#### [Извлеченный текст]

Б. М. Эйхенбаум. О прозе М. Кузмина

По изд.: Эйхенбаум Б. М. О литературе. М.: Сов. писатель, 1987. - С. 348-351.

 

Проза Кузмина еще не вошла в обиход — тем интереснее говорить о ней.

Его знают и любят больше как поэта.

Как будто легкая, как будто не требующая от читателя ничего, кроме любви к чтению, проза его кажется, однако, странной, непривычной, загадочной. Французское изящество соединяется у него с какой-то византийской замысловатостью, «прекрасная ясность» — с витиеватыми узорами быта и психологии, «не думающее о цели» искусство — с неожиданными тенденциями.

Традиции Кузмина — своеобразны и глубоко органичны. С одной стороны — латинский запад, главным образом Франция. Из современников — Анри де Ренье и Анатоль Франс; из прошлого — авантюрный роман XYII - XYIII веков: Сорель, Лесаж, Прево. Но линия эта идет еще дальше — к византийскому роману, к древнерусской экзотике. Отсюда — естественное тяготение к Лескову — единственному, пожалуй, русскому учителю Кузмина: «сокровищница русской речи, которую нужно бы иметь настольной книгой наравне с словарем Даля», как говорит он сам о Лескове.

#### [Материал]
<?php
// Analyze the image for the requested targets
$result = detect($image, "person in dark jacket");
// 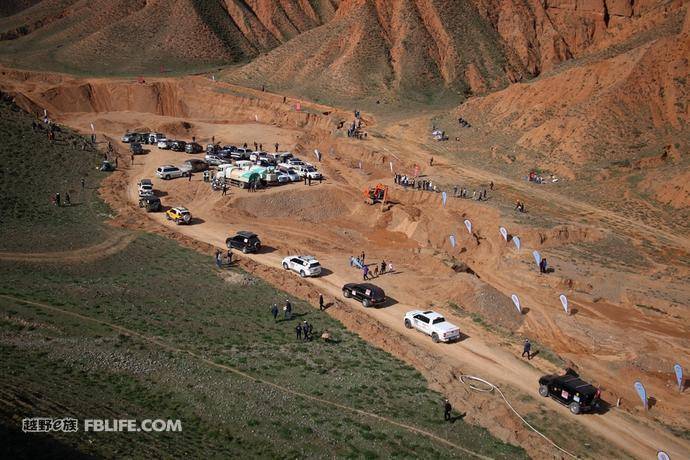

#### [Задание]
Продолжите текст о прозе Кузмина, начав сразу после его последнего предложения.

#### [Результат ниже]
Возрождение этой младшей линии (Даль, Мельников-Печерский, Лесков), подавленной и затерянной в русской прозе эпохи Достоевского и Толстого, глубоко знаменательно. Тут Кузмин соприкасается с Ремизовым. Лесков — сказитель, знаток древнерусских житий, прологов и легенд, не столько бытописатель и психолог, сколько рассказчик и стилизатор («Запечатленный ангел»), оказавшийся в свое время глубоко несовременным, является теперь одним из главных вдохновителей и учителей новой школы.

Таковы сложные и очень интересные традиции Кузмина. Странное на первый взгляд сочетание Анатоля Франса и Лескова представлено совершенно законным и органическим. Эта новизна сочетаний и традиций делает его прозу чрезвычайно сложной.

Кузмин — не эпигон. Он ищет новых путей, творчество его поэтому развивается медленно, прихотливо, делает неожиданные скачки. Веселый и элегантный, он вдруг становится неряшливым и туманным. Однако он смел и в основе своей необыкновенно устойчив. Проповедник «кларизма», Кузмин выступил как мастер стилизации в своих авантюрных романах: «Приключение Эме Лебефа», «Путешествие сэра Джона Фирфакса», «Подвиги великого Александра». Никакой психологии, никакого быта, никаких тенденций, никакой современности. Скользящий по жизни, быстро развертывающийся роман приключений с его традиционными мотивами — кораблекрушением, невольничеством, переодеванием и пр. Изящные томики «Скорпиона» с обложками по фронтиспису к итальянскому изданию Лукреция XVIII века.1 Русская речь, звучащая по-французски. Сюжетные схемы взяты здесь готовыми и использованы как чисто стилистическое явление. Фабула обрывается — Кузмину не важно здесь ее завершение. Он вступает в литературу как стилист и как иностранец, потому что нужно заново почувствовать русскую речь и русскую литературу.2

Но там же, в этих томиках «Скорпиона», есть повести без кораблекрушений — с русскими людьми и русской жизнью: «Мечтатели», «Нежный Иосиф».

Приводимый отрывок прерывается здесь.